Exercise objective:
Pull out every line from the line containing "of the hazy" through the end of the material, both ends included, and reproduce it exactly. Keep pictures out.

Dataset excerpts:
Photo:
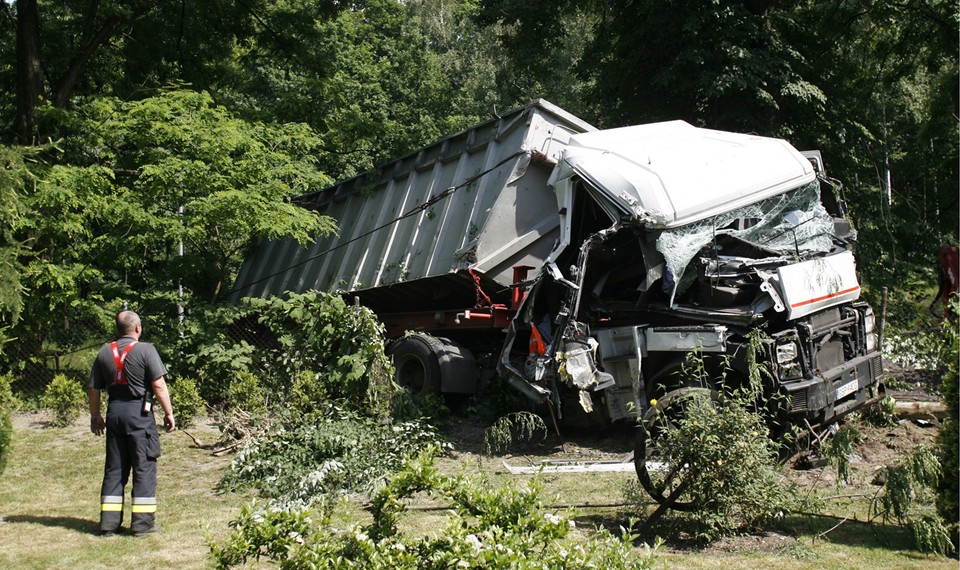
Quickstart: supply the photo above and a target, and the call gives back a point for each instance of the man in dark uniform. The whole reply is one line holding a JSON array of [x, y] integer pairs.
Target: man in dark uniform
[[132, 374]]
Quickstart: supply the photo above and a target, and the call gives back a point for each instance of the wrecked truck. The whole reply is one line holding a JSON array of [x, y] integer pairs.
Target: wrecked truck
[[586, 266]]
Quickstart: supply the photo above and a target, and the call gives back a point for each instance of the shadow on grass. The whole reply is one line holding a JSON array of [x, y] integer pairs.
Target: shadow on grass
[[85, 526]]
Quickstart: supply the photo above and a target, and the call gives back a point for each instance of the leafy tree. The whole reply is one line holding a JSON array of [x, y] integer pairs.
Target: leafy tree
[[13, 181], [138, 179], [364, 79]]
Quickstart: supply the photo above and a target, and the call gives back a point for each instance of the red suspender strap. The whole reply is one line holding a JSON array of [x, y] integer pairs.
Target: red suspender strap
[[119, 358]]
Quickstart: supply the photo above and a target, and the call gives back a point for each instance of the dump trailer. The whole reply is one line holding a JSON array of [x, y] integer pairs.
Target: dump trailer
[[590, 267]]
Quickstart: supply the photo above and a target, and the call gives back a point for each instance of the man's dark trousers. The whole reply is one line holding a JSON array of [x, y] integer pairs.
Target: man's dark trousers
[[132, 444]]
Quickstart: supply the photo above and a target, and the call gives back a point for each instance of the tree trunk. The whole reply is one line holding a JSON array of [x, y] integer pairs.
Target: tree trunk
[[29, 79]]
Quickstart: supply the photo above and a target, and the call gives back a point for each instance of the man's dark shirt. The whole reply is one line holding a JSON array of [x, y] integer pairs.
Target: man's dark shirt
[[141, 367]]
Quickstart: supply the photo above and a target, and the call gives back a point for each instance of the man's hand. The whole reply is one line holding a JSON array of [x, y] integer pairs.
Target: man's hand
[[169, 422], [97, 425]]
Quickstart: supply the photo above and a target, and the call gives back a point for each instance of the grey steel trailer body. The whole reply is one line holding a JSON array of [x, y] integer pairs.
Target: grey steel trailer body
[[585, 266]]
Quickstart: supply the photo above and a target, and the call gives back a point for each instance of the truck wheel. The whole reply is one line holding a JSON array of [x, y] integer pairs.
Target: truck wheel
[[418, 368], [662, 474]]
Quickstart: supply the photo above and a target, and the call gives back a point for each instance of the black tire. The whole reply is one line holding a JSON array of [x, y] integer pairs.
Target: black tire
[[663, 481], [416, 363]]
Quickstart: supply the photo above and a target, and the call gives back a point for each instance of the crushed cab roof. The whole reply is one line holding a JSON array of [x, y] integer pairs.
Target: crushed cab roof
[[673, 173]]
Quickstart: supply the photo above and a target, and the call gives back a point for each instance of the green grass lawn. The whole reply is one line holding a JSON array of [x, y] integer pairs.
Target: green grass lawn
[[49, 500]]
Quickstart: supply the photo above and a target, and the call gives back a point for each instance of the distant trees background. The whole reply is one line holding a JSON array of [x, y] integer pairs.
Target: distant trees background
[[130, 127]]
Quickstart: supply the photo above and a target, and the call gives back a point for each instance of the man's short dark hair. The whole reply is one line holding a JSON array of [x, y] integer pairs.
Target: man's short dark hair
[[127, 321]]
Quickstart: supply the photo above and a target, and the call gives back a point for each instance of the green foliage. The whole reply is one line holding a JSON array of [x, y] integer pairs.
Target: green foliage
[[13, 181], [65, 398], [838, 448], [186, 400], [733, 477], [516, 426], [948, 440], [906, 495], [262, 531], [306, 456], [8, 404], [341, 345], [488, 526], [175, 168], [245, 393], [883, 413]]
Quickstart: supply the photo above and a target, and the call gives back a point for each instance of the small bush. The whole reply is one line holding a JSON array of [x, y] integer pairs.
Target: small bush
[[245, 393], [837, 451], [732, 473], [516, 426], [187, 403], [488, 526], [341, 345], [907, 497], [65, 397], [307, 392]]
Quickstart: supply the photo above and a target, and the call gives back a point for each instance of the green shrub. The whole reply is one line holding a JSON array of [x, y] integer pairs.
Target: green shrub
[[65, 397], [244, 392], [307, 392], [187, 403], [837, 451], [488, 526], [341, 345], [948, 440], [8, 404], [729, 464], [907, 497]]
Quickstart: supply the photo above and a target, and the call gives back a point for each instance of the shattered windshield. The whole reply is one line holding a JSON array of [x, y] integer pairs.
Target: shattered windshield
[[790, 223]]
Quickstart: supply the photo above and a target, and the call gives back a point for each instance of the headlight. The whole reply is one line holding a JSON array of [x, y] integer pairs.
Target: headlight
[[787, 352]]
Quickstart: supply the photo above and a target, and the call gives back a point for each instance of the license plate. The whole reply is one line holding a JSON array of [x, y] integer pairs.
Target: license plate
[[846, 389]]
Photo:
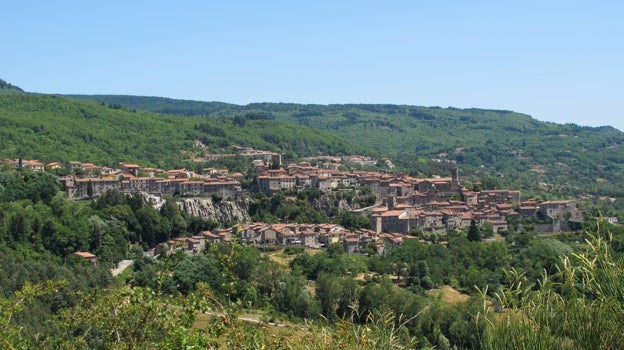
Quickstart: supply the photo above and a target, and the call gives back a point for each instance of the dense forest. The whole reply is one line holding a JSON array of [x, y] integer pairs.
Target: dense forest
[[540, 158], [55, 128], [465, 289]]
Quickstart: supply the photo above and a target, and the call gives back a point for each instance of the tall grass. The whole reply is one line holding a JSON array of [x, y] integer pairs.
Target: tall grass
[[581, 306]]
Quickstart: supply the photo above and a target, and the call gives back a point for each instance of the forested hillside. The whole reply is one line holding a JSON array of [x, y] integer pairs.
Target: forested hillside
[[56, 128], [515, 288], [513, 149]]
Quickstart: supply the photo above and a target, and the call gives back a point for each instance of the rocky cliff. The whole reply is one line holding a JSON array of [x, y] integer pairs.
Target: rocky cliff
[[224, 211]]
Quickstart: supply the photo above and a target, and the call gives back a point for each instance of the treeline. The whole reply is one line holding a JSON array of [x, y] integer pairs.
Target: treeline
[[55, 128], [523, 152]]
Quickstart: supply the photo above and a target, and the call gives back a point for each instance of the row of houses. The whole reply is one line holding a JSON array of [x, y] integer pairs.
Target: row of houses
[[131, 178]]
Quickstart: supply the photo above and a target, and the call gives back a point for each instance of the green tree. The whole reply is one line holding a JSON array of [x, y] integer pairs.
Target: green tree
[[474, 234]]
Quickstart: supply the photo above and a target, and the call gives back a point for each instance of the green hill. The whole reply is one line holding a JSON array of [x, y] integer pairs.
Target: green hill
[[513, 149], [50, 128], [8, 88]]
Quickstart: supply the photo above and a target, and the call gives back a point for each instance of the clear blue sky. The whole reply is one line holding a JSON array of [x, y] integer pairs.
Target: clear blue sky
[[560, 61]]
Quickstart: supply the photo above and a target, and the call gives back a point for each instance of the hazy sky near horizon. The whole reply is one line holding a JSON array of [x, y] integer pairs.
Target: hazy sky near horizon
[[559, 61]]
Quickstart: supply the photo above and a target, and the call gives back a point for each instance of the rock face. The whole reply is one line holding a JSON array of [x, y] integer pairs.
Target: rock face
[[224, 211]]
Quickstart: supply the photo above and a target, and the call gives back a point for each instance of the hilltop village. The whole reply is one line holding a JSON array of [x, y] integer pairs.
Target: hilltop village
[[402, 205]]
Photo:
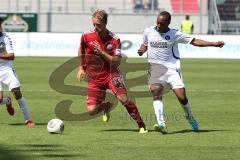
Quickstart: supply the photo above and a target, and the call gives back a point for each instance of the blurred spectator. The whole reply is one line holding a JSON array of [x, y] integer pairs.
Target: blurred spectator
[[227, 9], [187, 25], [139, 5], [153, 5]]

Result below:
Quickstart: supply the photo above and a target, and the call gives back a point for each instance of the hazy sky near horizon. The whole reply is one line holding a JSON array of [x, y] integer pairs.
Target: hazy sky near horizon
[[559, 61]]
Quickstart: supply the photo above and a target, and the call gives back a point for each instance of the rock face. The whole reply is one line holding a JSON array of [x, y] integer pairs.
Target: rock face
[[224, 211]]
Quickstart: supply the photo above and a target, and the call gives back a point for each instance of the hilltop village. The whole reply is one line holding a JSON array of [x, y] integer pairs.
Target: hilltop village
[[402, 205]]
Photo:
Quickstart: supply the photo above and a target, and the call gives back a point for each instance of the blurred spectator. The whole reply is one line holding a JSON array of [x, y] integer pairs.
Target: blurred spectator
[[227, 9], [187, 25], [139, 5], [153, 5]]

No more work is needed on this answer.